WHAT IS EXPECTED:
List each academic institution where the text on Jean Hyppolite says he studied or taught.

Jean Hyppolite (; 8 January 1907 – 26 October 1968) was a French philosopher known for championing the work of Georg Wilhelm Friedrich Hegel, and other German philosophers, and educating some of France's most prominent post-war thinkers. His major works include Genesis and Structure of Hegel's Phenomenology of Spirit and Studies on Marx and Hegel.

Life and career
Hyppolite was born in Jonzac. He was a graduate of the École Normale Supérieure (ENS) at roughly the same time as Jean-Paul Sartre. After graduation he embarked on a serious study of Hegel, teaching himself German in order to read Phenomenology of Spirit in the original. In 1939 he came out with his own translation and his commentary would later form the basis of the book Genesis and Structure of the Phenomenology of Spirit (published in 1947). After the Second World War, Hyppolite became a professor at the University of Strasbourg, before moving to the Sorbonne in 1949.

In 1952, Hyppolite published Logique et existence, a work that may have had a seminal effect on what was to become known as post-structuralism. This book tries to correlate Hegel's Phenomenology to his Logics (longer and shorter). In doing so, it raises the questions of language, being, and difference that were to become the hallmarks of new French philosophy at the end of the 20th century. The book was reviewed by the philosopher Gilles Deleuze. The translators of the English language edition of the text (SUNY Press, 1997) included Deleuze's review at the end of the volume.

(Referring expression data)
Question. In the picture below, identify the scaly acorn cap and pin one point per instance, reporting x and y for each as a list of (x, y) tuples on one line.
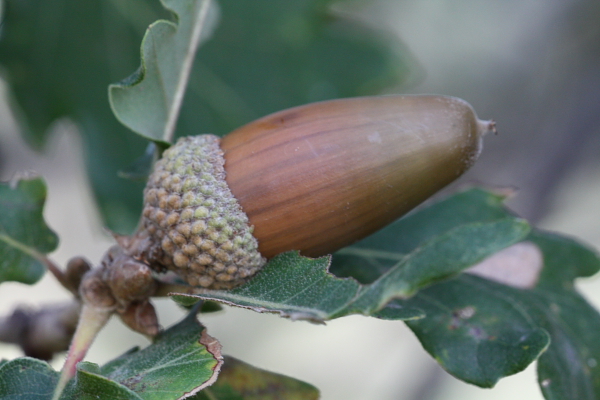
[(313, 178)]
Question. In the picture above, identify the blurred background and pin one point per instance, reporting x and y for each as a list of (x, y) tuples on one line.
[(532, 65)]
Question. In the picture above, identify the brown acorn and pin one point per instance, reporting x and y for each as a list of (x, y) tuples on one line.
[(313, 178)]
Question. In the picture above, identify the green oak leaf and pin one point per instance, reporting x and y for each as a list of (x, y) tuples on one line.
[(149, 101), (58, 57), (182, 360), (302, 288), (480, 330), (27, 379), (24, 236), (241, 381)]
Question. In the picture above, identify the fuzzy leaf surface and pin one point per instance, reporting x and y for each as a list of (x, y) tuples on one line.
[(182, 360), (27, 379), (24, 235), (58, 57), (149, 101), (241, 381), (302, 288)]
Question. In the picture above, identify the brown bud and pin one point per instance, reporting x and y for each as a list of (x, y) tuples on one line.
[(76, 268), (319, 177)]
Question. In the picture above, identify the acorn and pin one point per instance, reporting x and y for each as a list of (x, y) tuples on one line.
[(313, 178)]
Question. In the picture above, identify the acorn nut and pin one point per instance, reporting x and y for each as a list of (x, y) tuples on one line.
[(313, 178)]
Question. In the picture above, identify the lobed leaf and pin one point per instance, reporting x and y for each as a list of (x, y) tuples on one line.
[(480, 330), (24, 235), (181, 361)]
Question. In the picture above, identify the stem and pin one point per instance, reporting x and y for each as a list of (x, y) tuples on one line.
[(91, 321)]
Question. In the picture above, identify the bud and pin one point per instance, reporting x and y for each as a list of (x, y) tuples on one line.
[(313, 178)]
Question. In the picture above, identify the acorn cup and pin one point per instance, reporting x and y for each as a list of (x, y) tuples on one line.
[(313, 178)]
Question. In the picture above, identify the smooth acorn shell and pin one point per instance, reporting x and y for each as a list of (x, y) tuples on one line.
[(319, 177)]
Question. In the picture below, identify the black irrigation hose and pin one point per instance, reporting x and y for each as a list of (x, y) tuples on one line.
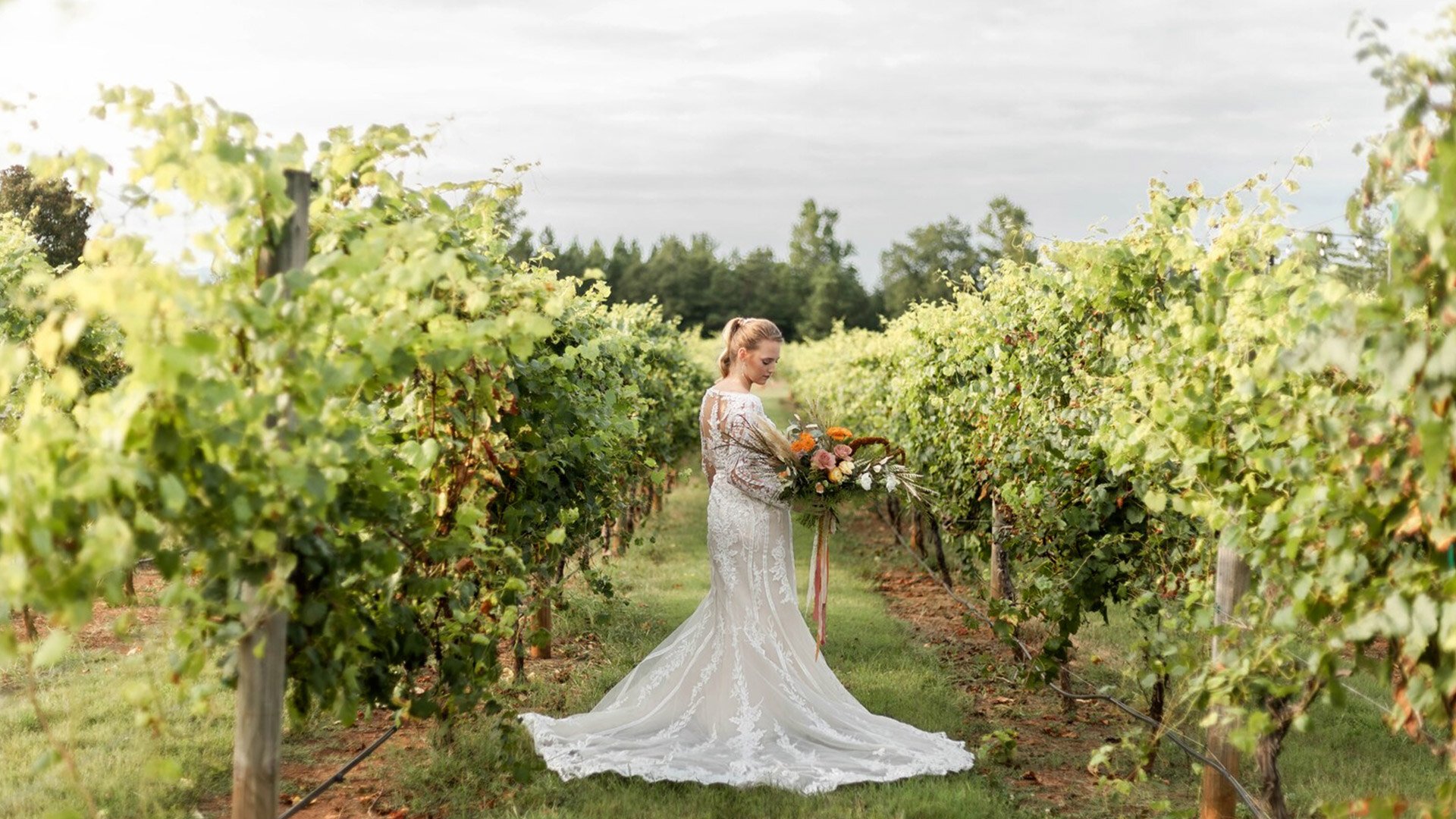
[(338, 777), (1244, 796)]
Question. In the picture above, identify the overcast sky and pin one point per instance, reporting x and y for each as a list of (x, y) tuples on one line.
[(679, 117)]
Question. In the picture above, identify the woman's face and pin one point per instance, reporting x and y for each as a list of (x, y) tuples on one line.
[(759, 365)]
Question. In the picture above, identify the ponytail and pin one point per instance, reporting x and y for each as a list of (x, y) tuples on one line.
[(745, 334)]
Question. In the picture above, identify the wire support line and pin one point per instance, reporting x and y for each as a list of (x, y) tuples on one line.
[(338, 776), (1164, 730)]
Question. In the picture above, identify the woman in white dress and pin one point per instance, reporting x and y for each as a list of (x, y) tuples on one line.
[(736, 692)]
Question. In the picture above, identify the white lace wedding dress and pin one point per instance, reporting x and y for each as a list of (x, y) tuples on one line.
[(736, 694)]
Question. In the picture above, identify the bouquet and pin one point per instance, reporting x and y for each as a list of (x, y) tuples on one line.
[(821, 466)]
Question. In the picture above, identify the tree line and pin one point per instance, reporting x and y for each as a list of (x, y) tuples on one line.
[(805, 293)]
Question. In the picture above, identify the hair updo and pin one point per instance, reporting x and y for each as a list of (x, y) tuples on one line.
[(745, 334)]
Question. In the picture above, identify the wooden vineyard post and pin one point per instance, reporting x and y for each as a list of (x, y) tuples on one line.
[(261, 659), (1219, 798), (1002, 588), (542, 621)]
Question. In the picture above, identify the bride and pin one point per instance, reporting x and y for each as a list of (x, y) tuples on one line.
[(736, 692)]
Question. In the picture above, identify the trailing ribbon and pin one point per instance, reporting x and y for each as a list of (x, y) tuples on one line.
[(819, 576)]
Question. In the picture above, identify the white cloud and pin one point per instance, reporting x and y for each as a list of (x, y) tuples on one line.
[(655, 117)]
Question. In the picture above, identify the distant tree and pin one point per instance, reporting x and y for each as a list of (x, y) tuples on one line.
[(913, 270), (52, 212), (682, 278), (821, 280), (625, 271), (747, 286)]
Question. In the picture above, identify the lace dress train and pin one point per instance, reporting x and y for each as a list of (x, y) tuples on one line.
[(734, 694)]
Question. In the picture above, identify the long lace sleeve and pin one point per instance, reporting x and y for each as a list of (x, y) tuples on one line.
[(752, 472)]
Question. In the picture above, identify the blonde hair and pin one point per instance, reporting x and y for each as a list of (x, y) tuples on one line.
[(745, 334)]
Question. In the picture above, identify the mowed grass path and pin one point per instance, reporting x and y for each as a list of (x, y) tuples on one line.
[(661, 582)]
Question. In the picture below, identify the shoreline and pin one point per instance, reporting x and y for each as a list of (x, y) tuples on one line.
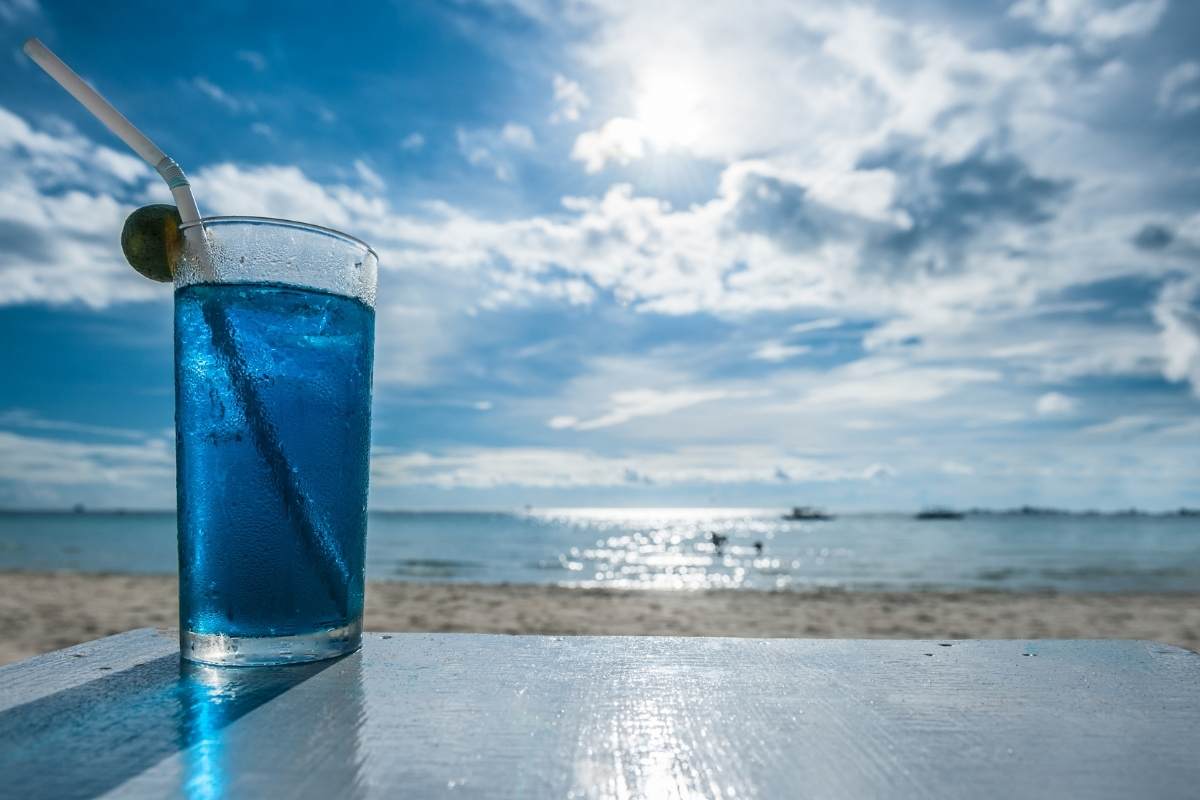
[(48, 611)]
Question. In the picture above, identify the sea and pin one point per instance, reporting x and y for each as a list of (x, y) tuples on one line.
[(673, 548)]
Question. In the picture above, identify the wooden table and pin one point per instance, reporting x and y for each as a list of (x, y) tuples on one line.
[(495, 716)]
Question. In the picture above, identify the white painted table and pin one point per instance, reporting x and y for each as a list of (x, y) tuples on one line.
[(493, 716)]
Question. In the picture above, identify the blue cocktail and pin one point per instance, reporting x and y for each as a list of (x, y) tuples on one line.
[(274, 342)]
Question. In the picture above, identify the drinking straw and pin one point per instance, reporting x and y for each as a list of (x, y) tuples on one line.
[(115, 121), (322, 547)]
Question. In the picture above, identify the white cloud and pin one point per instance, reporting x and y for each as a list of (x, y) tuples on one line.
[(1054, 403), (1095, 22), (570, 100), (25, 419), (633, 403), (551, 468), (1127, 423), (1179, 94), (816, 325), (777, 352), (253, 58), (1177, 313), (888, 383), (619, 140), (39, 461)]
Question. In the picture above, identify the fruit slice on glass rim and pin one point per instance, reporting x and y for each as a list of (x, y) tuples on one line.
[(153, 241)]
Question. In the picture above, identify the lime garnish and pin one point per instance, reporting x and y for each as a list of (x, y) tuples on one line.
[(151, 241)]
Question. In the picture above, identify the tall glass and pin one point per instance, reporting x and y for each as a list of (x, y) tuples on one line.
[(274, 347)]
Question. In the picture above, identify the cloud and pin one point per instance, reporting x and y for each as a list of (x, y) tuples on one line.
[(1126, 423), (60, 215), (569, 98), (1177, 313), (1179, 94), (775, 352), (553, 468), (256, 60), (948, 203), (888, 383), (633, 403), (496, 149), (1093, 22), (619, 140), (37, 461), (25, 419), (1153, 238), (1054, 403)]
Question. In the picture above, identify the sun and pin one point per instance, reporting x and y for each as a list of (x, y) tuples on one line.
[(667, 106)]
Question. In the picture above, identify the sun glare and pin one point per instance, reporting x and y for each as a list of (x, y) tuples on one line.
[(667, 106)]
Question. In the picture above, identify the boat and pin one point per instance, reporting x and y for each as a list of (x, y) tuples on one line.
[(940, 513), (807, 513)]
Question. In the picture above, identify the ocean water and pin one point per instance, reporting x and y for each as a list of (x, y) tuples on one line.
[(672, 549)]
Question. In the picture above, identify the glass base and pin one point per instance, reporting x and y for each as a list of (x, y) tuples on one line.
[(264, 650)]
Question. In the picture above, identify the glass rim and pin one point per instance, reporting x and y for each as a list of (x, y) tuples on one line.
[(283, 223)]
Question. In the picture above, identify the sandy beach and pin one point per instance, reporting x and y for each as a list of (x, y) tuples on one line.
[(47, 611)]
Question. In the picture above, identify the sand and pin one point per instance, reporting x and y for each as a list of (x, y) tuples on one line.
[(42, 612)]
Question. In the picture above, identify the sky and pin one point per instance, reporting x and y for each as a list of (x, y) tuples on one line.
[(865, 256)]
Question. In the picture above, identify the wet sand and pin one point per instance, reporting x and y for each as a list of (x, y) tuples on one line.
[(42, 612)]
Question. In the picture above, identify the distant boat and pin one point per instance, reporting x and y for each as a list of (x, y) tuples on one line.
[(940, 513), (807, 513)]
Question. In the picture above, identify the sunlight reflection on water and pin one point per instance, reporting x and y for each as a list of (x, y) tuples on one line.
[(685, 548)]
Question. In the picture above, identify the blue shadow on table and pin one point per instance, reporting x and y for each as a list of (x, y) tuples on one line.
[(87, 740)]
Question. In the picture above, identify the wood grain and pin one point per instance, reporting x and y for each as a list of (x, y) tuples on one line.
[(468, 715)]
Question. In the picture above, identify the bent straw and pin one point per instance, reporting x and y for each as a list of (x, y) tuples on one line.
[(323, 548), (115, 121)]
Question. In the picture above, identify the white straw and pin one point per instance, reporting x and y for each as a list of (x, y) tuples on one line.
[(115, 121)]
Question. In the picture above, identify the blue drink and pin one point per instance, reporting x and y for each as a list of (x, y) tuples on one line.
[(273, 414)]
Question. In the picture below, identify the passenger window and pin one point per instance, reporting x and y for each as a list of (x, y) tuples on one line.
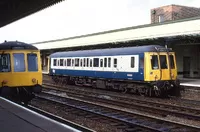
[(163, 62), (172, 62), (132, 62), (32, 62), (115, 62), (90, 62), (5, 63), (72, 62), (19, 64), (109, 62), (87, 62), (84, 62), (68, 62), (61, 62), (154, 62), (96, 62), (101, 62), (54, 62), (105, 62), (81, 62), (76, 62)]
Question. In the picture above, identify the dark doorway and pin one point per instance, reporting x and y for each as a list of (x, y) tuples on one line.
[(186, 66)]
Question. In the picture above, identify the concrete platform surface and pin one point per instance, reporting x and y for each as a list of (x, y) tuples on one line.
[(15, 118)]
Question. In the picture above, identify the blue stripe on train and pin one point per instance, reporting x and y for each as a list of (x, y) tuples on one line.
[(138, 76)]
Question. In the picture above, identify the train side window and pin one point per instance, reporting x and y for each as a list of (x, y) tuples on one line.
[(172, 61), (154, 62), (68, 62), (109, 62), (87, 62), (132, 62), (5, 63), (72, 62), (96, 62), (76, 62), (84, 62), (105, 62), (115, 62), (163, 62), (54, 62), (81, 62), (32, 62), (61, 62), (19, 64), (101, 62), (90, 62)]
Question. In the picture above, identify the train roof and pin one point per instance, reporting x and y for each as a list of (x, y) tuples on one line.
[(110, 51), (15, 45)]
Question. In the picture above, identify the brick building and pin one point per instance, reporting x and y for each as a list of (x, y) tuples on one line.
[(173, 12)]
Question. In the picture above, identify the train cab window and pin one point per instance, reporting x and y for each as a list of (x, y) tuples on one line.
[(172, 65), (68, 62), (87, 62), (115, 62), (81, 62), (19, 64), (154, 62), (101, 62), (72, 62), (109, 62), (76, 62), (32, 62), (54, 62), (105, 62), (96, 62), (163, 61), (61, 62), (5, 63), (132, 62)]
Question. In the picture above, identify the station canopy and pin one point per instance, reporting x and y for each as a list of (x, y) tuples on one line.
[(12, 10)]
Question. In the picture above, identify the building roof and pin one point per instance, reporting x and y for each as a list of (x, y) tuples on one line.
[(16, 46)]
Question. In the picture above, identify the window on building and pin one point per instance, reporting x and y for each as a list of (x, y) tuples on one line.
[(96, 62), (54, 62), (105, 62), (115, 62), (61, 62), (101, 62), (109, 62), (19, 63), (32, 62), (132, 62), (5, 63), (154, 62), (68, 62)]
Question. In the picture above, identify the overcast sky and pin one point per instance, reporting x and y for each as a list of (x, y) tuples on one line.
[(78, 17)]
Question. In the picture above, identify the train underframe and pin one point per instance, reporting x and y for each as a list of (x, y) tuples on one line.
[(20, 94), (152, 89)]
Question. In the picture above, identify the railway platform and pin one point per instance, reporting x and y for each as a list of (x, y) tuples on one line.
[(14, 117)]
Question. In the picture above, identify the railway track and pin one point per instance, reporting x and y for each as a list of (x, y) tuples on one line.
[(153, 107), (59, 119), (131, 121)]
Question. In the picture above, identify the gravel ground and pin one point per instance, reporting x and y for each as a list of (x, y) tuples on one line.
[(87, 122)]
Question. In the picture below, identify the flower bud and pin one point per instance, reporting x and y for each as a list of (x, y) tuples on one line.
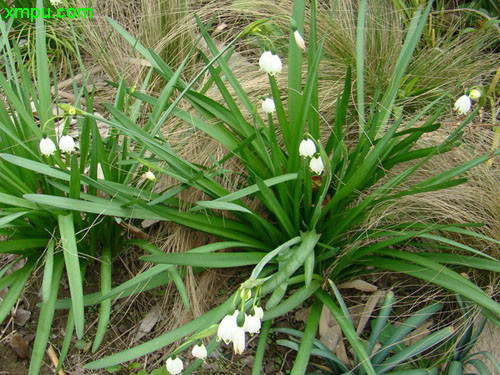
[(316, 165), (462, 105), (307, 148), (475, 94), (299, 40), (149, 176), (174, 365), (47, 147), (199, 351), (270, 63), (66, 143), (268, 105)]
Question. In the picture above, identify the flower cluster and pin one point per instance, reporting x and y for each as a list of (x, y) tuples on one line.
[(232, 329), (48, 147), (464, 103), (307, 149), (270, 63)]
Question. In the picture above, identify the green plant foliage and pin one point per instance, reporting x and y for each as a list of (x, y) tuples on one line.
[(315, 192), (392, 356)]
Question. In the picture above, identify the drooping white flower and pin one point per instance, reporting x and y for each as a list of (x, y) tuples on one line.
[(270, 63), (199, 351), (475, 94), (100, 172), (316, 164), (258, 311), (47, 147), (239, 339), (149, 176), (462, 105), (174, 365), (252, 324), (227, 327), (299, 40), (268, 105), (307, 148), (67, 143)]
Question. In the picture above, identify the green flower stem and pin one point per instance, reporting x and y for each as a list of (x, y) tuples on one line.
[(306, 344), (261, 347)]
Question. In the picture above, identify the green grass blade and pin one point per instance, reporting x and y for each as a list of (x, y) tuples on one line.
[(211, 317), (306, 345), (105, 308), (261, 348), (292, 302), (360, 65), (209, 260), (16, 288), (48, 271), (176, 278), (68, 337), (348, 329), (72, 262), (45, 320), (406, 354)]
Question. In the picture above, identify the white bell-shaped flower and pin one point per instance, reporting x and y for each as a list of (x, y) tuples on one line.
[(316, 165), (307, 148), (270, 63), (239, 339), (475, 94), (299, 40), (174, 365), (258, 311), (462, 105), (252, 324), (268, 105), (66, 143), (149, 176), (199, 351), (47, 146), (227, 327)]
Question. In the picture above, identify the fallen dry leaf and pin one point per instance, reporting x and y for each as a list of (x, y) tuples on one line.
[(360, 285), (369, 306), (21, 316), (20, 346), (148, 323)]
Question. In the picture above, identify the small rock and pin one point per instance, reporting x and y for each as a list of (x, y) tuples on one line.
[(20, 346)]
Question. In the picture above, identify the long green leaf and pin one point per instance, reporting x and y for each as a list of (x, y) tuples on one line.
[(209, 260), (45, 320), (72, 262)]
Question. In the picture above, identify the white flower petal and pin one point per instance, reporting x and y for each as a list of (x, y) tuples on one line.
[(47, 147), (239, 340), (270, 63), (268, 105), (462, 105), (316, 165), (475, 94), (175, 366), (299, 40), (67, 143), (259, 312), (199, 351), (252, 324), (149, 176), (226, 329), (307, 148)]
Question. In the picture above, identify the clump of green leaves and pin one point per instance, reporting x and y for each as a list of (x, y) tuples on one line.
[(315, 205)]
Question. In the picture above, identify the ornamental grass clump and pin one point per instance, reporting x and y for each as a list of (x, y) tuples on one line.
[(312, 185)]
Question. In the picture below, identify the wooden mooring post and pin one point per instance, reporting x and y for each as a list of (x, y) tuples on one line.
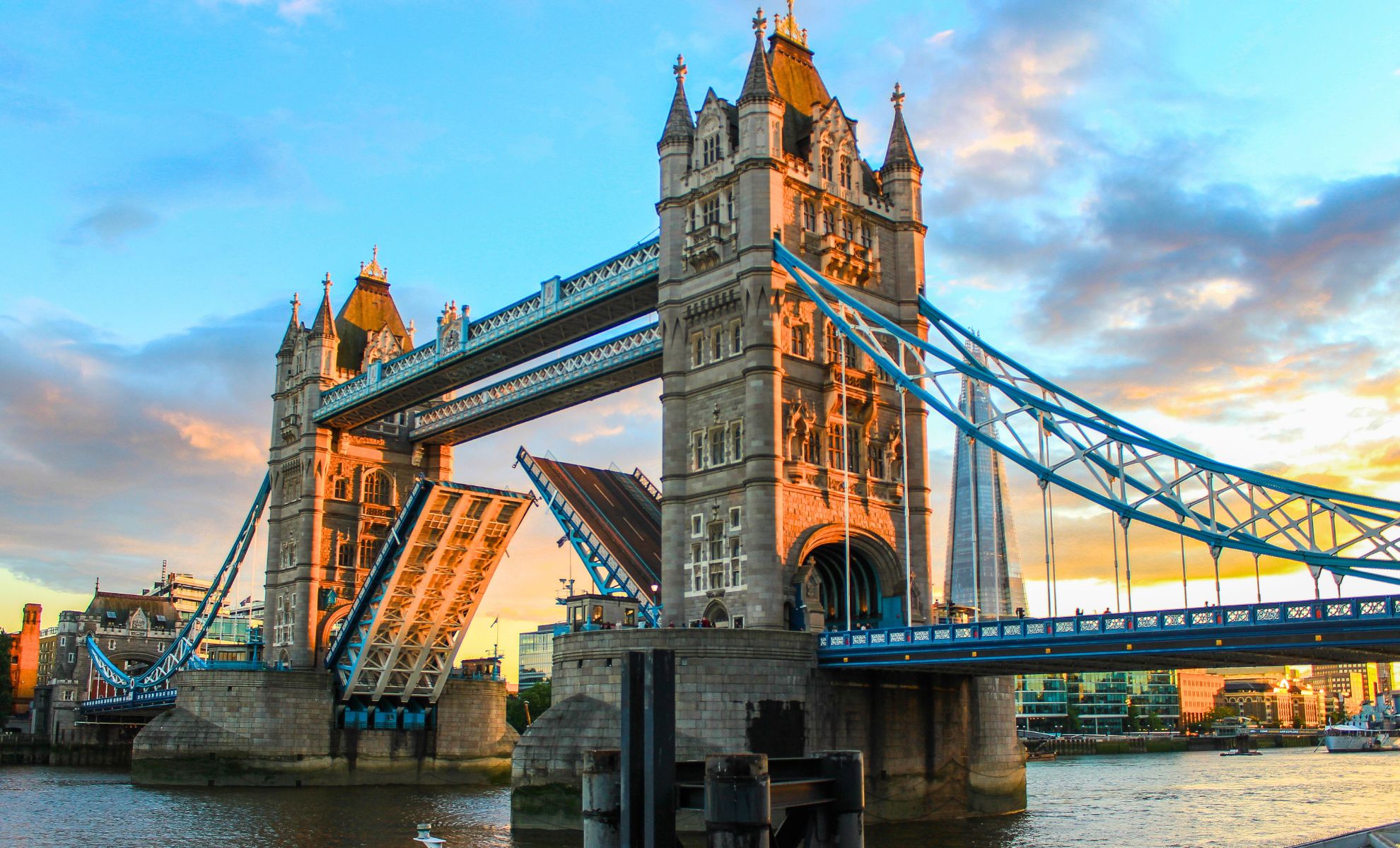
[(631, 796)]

REPLY:
École Normale Supérieure (ENS)
University of Strasbourg
Sorbonne